Instruções de trabalho:
a) Liste todas as datas no formato dia/mês/ano que aparecem no texto sobre a regularização do IVA. Siga a ordem em que surgem e não repita nenhuma.
b) Traduza para inglês a frase "A Requerente liquidou e entregou o IVA relativo a essas facturas.", que consta do texto sobre a regularização do IVA.
c) Reproduza palavra por palavra o trecho do texto sobre a regularização do IVA que vai de "7.     A 29/11/2021, a" até "total de € 78.322,77.".

Texto para leitura:
● ● ● ● ● ● ●
2.     A Requerente está enquadrada no regime normal de IVA com periodicidade mensal, por força do disposto no art. 41.º, 1, a) do CIVA.

3.     No âmbito da sua actividade, a Requerente forneceu à sociedade B..., S.A., NIF ...  (“Devedora” ou “B...”), diversa mercadoria, emitindo as correspondentes facturas entre 23/03/2020 e 20/10/2020.

4.     A Requerente liquidou e entregou o IVA relativo a essas facturas.

5.     A B... não pagou a totalidade dessas facturas, pelo que, decorridos 12 meses do vencimento, a Requerente pretendeu recuperar o IVA subjacente, ao abrigo do regime de regularizações do art. 78.º-A do CIVA.

6.     Para efeito de recuperar o IVA subjacente às facturas não-pagas, a Requerente deduziu, em, 15/09/2021, um Pedido de Autorização Prévia (“PAP”), n.º ..., relativo às seguintes facturas, que perfazem um valor total de € 71.271,46 (discriminando-se o n.º da factura, o período correspondente, data de vencimento, IVA da factura e IVA em dívida):

7.     A 29/11/2021, a Requerente deduziu outro PAP com o nº ..., no valor de € 7.051,31, relativamente à fatura n.º NN A/22175, igualmente devida pela B... e com vencimento a 20/10/2020.

8.     A 22/02/2022, a Requerente foi notificada do deferimento dos PAP indicados, para regularização, a favor da Requerente, do IVA, no valor global de € 78 322, 77, subjacente aos créditos detidos sobre a B..., ao abrigo do art. 78.º - B do CIVA.

9.     Face a esse deferimento, e face ao disposto no art. 78.º-B, 8 do CIVA, a Requerente preencheu o campo 40 da Declaração Periódica de IVA nº ..., bem como o Quadro 1-F do respectivo anexo de regularizações do campo 40, referente ao período de 2022/03, com o valor total de € 78.322,77.
● ● ● ● ● ● ●
Dados fornecidos:
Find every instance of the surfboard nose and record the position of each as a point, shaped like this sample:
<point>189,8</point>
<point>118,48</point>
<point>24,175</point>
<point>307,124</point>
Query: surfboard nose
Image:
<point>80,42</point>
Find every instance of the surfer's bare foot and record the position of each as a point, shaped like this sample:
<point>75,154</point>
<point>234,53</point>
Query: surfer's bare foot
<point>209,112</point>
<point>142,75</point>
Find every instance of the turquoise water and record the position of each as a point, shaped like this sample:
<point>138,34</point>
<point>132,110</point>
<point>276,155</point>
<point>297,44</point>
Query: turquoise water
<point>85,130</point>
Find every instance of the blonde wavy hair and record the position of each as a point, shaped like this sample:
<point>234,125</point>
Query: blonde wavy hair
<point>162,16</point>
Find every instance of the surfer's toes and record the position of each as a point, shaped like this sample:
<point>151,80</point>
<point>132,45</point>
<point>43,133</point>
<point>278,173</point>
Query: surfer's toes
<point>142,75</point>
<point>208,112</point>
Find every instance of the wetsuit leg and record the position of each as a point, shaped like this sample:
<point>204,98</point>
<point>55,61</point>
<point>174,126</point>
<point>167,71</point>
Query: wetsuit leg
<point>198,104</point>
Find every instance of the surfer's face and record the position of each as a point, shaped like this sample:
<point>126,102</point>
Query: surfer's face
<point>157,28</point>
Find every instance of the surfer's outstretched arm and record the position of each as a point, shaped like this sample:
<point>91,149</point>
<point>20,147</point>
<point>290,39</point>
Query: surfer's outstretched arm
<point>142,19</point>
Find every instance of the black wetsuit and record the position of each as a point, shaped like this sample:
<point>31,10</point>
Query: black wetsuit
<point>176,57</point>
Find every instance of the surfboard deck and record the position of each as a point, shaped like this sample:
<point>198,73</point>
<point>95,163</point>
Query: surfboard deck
● ● ● ● ● ● ●
Soluções do exercício:
a)
23/03/2020
20/10/2020
15/09/2021
29/11/2021
22/02/2022

b) The Applicant assessed and remitted the VAT relating to those invoices.

c)
7.     A 29/11/2021, a Requerente deduziu outro PAP com o nº ..., no valor de € 7.051,31, relativamente à fatura n.º NN A/22175, igualmente devida pela B... e com vencimento a 20/10/2020.

8.     A 22/02/2022, a Requerente foi notificada do deferimento dos PAP indicados, para regularização, a favor da Requerente, do IVA, no valor global de € 78 322, 77, subjacente aos créditos detidos sobre a B..., ao abrigo do art. 78.º - B do CIVA.

9.     Face a esse deferimento, e face ao disposto no art. 78.º-B, 8 do CIVA, a Requerente preencheu o campo 40 da Declaração Periódica de IVA nº ..., bem como o Quadro 1-F do respectivo anexo de regularizações do campo 40, referente ao período de 2022/03, com o valor total de € 78.322,77.